Exercise - Apart from the images, every record below must be given again without alteration.

Source data -
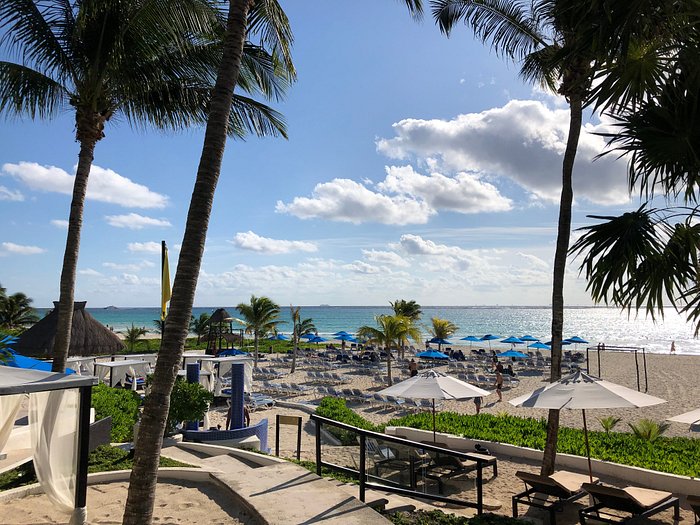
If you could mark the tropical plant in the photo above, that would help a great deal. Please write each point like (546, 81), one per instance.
(609, 423)
(189, 402)
(261, 317)
(133, 335)
(108, 58)
(410, 309)
(648, 429)
(300, 327)
(391, 332)
(265, 20)
(200, 325)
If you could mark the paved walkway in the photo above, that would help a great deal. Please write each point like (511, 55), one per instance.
(284, 492)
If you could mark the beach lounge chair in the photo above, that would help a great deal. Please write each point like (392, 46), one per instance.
(549, 493)
(614, 505)
(694, 502)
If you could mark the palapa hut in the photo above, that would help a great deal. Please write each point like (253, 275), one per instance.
(88, 336)
(221, 332)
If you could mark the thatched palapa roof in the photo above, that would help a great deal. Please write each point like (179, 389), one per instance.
(88, 336)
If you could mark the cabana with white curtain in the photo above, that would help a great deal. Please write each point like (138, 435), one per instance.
(114, 372)
(59, 420)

Response to this exercise -
If you could mark the tropical plant in the photo above, that would help a great deal. Please write each point like (546, 81), one per instance.
(609, 423)
(189, 402)
(261, 317)
(133, 335)
(108, 58)
(410, 309)
(648, 429)
(300, 327)
(391, 332)
(265, 20)
(200, 325)
If you could mark the paved walkway in the photo above, that would help a great deal. Please write each point like (511, 55), one per instance.
(284, 492)
If you could mark the beach lounge chair in the photo above, that would help a great deal. Please write each point like (392, 46), one per instance.
(549, 493)
(614, 505)
(694, 502)
If you could mark the palapa hut in the photo above, that would help a great deal. Please write each point like (253, 275), one per instance.
(88, 336)
(221, 332)
If you could mark the thatched palapa roof in the photo above, that would help a great deal. Please write each point like (179, 389), one per instance.
(88, 336)
If you could mark the cabana with white curtain in the photo above, that would help a great deal. Please write each point like (138, 435), one per instance.
(114, 372)
(59, 420)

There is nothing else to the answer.